- [Exercise directions] Nothing should be left out. Give all the data again exactly as written.

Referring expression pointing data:
══════════════════════════════

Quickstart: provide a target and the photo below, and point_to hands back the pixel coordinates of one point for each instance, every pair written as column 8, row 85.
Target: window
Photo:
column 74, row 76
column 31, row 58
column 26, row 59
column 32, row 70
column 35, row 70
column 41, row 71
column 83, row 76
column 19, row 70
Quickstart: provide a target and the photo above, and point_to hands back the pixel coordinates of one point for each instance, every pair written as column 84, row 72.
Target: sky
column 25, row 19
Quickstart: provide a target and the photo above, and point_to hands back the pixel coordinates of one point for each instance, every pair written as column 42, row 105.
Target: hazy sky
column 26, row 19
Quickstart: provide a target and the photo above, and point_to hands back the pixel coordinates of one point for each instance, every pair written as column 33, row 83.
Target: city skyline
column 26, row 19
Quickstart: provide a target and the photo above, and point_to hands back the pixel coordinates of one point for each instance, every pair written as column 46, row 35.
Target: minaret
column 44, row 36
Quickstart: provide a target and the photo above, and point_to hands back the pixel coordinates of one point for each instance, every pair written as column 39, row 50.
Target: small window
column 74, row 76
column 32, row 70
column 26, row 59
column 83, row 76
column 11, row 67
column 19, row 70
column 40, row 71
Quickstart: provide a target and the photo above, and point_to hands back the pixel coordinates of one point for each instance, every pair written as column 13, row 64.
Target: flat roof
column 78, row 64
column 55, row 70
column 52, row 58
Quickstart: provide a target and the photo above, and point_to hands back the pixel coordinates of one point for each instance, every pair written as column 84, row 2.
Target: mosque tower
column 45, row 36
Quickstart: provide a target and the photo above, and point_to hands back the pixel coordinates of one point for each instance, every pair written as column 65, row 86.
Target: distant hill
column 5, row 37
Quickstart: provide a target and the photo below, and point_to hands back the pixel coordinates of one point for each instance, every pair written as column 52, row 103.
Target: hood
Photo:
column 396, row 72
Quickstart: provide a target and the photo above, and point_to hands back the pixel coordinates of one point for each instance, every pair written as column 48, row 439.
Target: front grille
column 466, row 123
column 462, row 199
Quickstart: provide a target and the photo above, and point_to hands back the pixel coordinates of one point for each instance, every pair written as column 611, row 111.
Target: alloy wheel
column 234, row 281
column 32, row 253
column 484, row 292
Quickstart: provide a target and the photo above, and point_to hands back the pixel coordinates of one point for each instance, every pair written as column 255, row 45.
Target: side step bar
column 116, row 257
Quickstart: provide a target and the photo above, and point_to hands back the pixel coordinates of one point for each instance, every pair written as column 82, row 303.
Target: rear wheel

══════════════════════════════

- [Solved exercise]
Quickstart: provide a target and the photo below, and point_to hands back the pixel coordinates of one point for each instance, every pair written as column 8, row 85.
Target: window
Photo:
column 74, row 76
column 31, row 58
column 26, row 59
column 32, row 70
column 35, row 70
column 41, row 71
column 83, row 76
column 19, row 70
Quickstart: provide a target and the photo above, and point_to hands back the pixel coordinates of one point for each instance, every pair written as column 84, row 72.
Target: sky
column 25, row 19
Quickstart: provide a target and the photo above, and point_to hands back the pixel coordinates of one point for each instance, every pair written as column 42, row 105.
Target: hazy sky
column 26, row 19
Quickstart: provide a target and the photo above, and point_to hands back the pixel coordinates of one point for each instance, every pair written as column 33, row 83.
Target: city skyline
column 26, row 19
Quickstart: provide a target and the photo above, and point_to hands back the pixel coordinates of one point for each instance, every pair written as column 46, row 35.
Target: minaret
column 44, row 36
Quickstart: provide a target and the photo above, and point_to hands back the pixel coordinates of one point for each instance, every pair written as column 39, row 50.
Target: small window
column 74, row 76
column 32, row 70
column 26, row 59
column 83, row 76
column 11, row 67
column 19, row 70
column 40, row 71
Quickstart: provide a target and the photo above, and point_to hands back the pixel coordinates of one point for each instance, every pair written as column 13, row 64.
Target: flat roof
column 78, row 64
column 55, row 70
column 52, row 58
Quickstart: provide a target and the photo above, and point_to hands back the pixel coordinates of one point for each instance, every pair written as column 84, row 2.
Target: mosque tower
column 45, row 36
Quickstart: provide a target and the photo above, and point_to hands back the pixel coordinates of one point for each instance, every pair written as column 65, row 86.
Target: distant hill
column 5, row 37
Quickstart: provide a target and the photo below, and point_to hands back the pixel coordinates of one point for each instance, every pair written as column 52, row 103.
Target: hood
Photo:
column 396, row 72
Quickstart: provide a target and the photo above, and point_to hands back the pixel coordinates of one point for each instance, every pair written as column 48, row 439.
Target: front grille
column 466, row 123
column 462, row 199
Quickstart: provide a target and the photo above, and point_to hands back the pixel coordinates of one point for each instance, every pair written as column 611, row 111.
Target: alloy wheel
column 234, row 281
column 32, row 253
column 484, row 292
Quickstart: provide a target and the photo above, and point_to hands back the pixel coordinates of one point for each instance, every pair written as column 255, row 45.
Target: side step bar
column 116, row 257
Quickstart: provide a target and the photo above, and point_to hands back the pixel coordinates of one point for each instance, every pair written as column 82, row 303.
Target: rear wheel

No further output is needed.